── ФРАГМЕНТ ТЕКСТА
Теперь обратимся к трудам, написанным не «загибщиком» ранних двадцатых годов, а доктором искусствоведческих наук, профессором. Я раскрываю уже не журнал 1923 года — на обложке фотомонтаж: горилла нацеливается стрелой в самолет — ЛЕФ, а с самолета в косматого приверженца художественности летит, как копье, самопишущее перо, — а толстые книги избранных произведений Эйзенштейна. На суперобложке третьего тома автор: огромный, уже лишенный волос лоб; в петлице пиджака орден. Лицо серьезно, сосредоточенно, покой глубокой мысли.
Я перечитываю «Неравнодушную природу» (1945–1947) — исследование структуры экстаза и пафоса — итог многолетней работы, захватывающей многие области культуры. Несмотря на различие материала и способов исследования, цель остается прежней. Вновь, уже во всеоружии науки, раскрывается механизм эмоционального потрясения. Из опыта явлений экстаза выводится формула.
Но странно, в дни цирковых неистовств Эйзенштейн писал об аттракционах академическим тоном, а теперь — занимаясь наукой — тон нередко становится каким-то другим. Каким?..
────
- [ЗАДАНИЕ 1] Продублируйте без изменений часть фрагмента об Эйзенштейне от слов «Теперь обратимся к» до слов «экстаза выводится формула.» включительно.
── ИСХОДНЫЕ ДАННЫЕ
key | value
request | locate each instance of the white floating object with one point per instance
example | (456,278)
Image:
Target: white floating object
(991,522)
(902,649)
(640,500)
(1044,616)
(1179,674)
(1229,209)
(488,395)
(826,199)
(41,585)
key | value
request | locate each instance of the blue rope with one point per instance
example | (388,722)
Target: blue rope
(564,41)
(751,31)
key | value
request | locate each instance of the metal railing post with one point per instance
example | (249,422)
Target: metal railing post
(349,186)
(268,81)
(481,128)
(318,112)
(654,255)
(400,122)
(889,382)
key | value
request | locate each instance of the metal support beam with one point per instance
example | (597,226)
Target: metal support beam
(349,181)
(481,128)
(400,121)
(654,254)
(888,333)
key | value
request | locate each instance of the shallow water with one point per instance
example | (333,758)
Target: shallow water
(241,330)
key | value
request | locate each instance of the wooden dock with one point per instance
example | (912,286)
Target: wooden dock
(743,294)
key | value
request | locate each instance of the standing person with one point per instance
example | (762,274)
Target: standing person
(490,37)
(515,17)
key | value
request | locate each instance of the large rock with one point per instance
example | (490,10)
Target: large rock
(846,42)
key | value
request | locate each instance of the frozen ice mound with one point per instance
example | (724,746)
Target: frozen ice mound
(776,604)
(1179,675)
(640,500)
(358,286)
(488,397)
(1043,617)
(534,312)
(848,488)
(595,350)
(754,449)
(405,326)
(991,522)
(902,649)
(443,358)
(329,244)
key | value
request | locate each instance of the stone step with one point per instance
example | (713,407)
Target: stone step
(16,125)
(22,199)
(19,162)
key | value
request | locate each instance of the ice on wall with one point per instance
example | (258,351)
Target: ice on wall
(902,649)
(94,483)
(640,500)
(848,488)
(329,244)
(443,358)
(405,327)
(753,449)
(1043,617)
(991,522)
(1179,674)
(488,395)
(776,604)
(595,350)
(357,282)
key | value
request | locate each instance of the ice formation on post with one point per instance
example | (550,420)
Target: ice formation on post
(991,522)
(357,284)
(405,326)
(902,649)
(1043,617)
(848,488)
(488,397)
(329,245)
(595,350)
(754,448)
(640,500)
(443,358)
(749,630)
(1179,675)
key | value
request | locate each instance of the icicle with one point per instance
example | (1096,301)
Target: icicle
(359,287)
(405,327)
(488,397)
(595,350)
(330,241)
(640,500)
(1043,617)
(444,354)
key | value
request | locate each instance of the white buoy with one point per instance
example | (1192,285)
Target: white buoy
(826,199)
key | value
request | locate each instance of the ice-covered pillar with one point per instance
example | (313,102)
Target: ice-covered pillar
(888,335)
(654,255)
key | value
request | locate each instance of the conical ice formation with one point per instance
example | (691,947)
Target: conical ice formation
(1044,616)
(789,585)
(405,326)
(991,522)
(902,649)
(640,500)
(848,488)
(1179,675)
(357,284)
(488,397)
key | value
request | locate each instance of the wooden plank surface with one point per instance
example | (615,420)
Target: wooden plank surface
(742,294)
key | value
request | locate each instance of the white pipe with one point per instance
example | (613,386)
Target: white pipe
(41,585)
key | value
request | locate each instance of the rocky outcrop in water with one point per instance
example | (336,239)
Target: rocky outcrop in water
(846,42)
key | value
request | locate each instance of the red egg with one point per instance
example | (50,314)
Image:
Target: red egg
────
- [ЗАДАНИЕ 2] Сообщите, пожалуйста, сколько строк в записях выше содержат слово «large». В ответе укажите только число.

- [ОТВЕТ 1]
Теперь обратимся к трудам, написанным не «загибщиком» ранних двадцатых годов, а доктором искусствоведческих наук, профессором. Я раскрываю уже не журнал 1923 года — на обложке фотомонтаж: горилла нацеливается стрелой в самолет — ЛЕФ, а с самолета в косматого приверженца художественности летит, как копье, самопишущее перо, — а толстые книги избранных произведений Эйзенштейна. На суперобложке третьего тома автор: огромный, уже лишенный волос лоб; в петлице пиджака орден. Лицо серьезно, сосредоточенно, покой глубокой мысли.
Я перечитываю «Неравнодушную природу» (1945–1947) — исследование структуры экстаза и пафоса — итог многолетней работы, захватывающей многие области культуры. Несмотря на различие материала и способов исследования, цель остается прежней. Вновь, уже во всеоружии науки, раскрывается механизм эмоционального потрясения. Из опыта явлений экстаза выводится формула.

- [ОТВЕТ 2] 2